Counting from the line that holds "Target: tree stump", return each line exactly, through and including the last line of the entries.

• _SOURCE DATA_:
--------------------

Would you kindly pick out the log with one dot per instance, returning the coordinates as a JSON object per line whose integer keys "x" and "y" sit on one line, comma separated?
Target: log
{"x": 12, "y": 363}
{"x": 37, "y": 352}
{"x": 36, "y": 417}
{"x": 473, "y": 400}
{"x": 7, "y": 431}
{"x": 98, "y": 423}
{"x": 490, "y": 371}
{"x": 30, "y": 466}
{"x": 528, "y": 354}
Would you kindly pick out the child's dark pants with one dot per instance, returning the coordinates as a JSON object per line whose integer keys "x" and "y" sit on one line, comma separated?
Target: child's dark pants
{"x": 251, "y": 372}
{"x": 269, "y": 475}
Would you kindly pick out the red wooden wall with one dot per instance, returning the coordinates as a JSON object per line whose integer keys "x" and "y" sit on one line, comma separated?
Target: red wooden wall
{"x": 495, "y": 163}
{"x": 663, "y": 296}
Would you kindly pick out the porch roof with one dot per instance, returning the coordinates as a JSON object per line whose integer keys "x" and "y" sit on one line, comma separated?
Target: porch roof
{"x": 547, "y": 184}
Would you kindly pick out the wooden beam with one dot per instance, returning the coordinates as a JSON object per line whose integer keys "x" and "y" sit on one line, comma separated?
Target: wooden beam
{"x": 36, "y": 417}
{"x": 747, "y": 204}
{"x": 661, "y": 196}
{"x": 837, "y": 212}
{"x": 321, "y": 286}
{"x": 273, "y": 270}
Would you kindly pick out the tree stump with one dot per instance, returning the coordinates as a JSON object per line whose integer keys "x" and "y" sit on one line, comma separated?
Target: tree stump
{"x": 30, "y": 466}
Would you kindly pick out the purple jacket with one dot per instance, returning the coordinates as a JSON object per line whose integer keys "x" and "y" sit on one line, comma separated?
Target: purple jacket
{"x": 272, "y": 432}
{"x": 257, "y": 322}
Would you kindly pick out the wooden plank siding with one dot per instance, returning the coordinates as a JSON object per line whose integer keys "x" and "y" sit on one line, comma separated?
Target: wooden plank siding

--------------------

• _EXERCISE OUTPUT_:
Target: tree stump
{"x": 30, "y": 466}
Would you kindly pick out the purple jacket with one dot per instance, returning the coordinates as a JSON object per line whose integer keys "x" and "y" sit on one line, comma separated?
Target: purple jacket
{"x": 272, "y": 432}
{"x": 257, "y": 322}
Would you kindly pick out the wooden plank siding with one dot per instance, returning the coordinates as a JSON object per line whose integer keys "x" and "y" sit on one line, comma separated?
Target: wooden plank siding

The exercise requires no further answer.